- _Required work_: Count the lines in the records below that contain the string "yellow" and reply with the number alone.

- _Data supplied_:
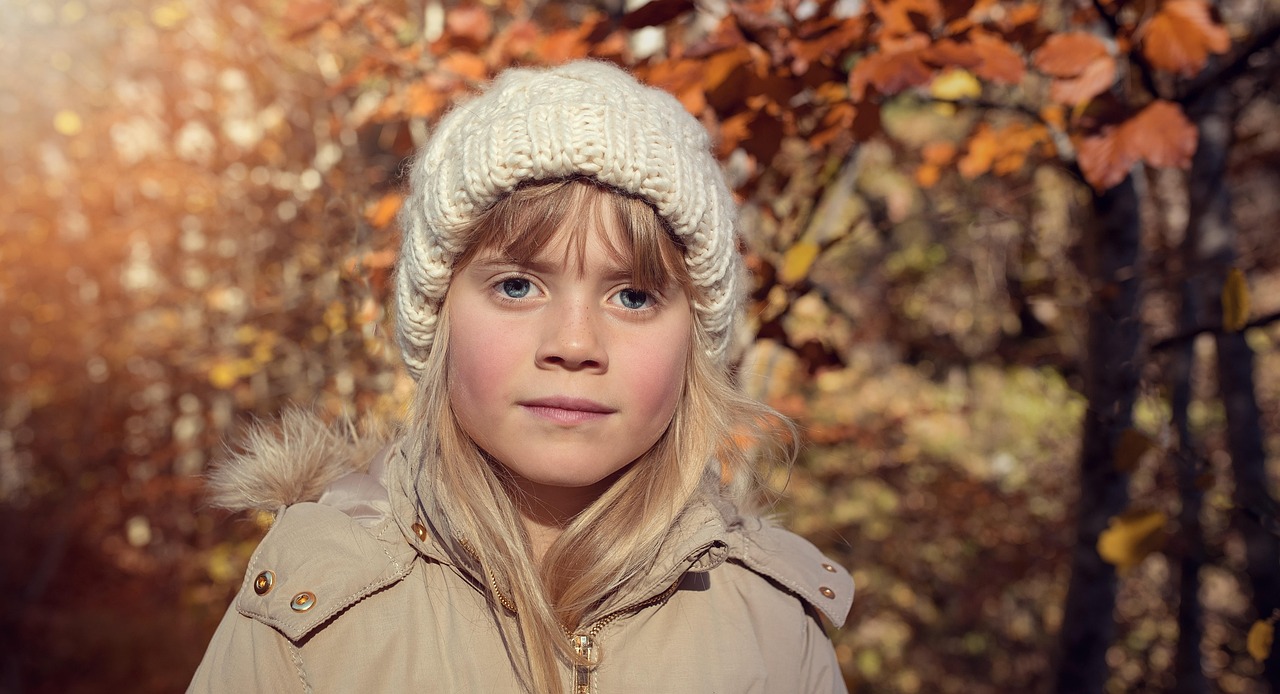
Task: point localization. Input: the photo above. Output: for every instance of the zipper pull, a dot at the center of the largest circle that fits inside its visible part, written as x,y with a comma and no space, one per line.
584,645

...

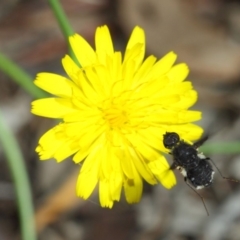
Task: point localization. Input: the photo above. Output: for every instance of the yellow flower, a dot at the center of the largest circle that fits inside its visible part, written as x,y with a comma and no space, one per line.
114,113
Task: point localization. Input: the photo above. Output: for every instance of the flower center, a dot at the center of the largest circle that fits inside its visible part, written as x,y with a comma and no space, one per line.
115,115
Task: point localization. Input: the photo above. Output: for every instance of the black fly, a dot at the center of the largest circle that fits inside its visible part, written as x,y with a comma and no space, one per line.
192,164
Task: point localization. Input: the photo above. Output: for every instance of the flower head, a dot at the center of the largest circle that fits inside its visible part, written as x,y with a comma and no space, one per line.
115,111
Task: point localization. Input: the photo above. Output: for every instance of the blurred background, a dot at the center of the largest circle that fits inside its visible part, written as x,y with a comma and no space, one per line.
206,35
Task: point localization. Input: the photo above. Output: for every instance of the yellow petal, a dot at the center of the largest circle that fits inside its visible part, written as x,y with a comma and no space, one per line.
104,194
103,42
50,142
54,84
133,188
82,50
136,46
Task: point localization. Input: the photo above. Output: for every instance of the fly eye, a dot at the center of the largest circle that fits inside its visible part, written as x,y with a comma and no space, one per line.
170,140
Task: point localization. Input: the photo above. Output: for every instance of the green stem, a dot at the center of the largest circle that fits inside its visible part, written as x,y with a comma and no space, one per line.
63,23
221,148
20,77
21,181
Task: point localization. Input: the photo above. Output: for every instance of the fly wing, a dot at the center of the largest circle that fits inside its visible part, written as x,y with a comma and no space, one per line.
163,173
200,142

- _The output_: 2